SUPPLIED RECORDS:
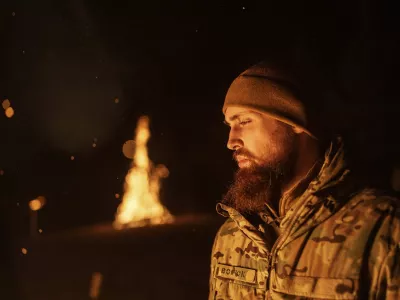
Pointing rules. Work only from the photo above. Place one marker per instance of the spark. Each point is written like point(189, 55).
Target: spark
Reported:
point(6, 104)
point(9, 112)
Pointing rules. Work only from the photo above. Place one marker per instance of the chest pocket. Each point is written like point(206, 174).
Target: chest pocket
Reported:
point(234, 282)
point(314, 288)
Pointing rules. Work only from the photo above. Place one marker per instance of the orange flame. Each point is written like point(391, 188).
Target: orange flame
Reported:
point(140, 203)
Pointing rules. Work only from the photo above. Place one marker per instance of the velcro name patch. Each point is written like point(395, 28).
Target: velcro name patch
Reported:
point(236, 273)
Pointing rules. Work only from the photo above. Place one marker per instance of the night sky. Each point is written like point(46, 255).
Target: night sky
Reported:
point(65, 63)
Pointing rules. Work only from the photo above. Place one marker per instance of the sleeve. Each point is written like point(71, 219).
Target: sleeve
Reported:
point(385, 257)
point(390, 275)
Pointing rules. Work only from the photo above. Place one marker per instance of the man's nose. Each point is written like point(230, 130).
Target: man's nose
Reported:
point(234, 141)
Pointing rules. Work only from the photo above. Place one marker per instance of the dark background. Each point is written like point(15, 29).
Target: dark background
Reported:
point(64, 62)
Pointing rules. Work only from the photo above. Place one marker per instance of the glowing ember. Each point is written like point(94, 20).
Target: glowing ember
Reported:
point(140, 204)
point(6, 104)
point(37, 203)
point(9, 112)
point(95, 285)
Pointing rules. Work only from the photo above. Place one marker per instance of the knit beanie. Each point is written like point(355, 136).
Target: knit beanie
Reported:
point(274, 92)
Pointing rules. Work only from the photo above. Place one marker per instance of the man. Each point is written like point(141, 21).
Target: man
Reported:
point(300, 225)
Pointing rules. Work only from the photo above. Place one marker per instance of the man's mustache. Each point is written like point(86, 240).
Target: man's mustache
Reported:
point(243, 153)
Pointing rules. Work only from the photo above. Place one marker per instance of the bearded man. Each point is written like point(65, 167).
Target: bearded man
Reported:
point(300, 225)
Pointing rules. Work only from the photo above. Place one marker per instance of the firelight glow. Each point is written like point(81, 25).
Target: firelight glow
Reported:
point(140, 203)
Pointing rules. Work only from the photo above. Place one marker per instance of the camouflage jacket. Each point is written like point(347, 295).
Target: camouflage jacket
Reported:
point(334, 242)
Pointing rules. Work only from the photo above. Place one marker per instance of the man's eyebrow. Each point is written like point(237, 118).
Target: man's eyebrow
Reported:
point(235, 117)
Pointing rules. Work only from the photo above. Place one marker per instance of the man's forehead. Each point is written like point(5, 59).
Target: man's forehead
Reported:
point(234, 112)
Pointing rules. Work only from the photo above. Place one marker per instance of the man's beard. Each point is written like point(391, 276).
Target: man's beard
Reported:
point(253, 187)
point(257, 185)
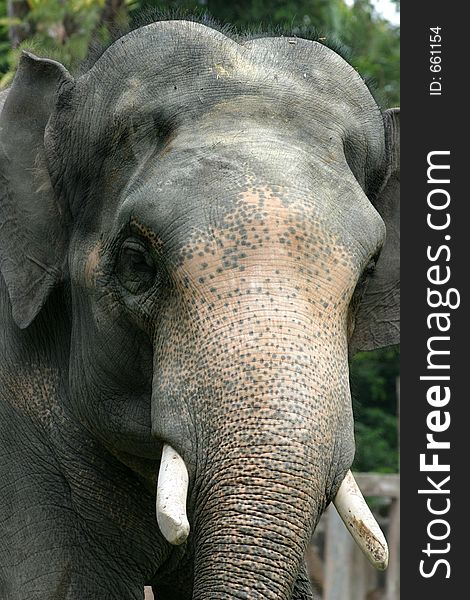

GIVEN INSTRUCTION: Turn everything from the first of the lines above down to the line containing "point(314, 288)", that line included, into a numbered list with blank lines left out. Leave the pictures out of the answer.

TASK SOLUTION:
1. Pointing rules. Work only from the photo above. Place one marker per instance of the spark. Each point is written like point(189, 55).
2. Target: spark
3. Reported:
4. point(6, 104)
5. point(9, 112)
6. Pointing rules. Work only from the photo above. Place one marker per instance of the chest pocket. Each point is written like point(206, 174).
7. Target: chest pocket
8. Reported:
9. point(234, 282)
10. point(314, 288)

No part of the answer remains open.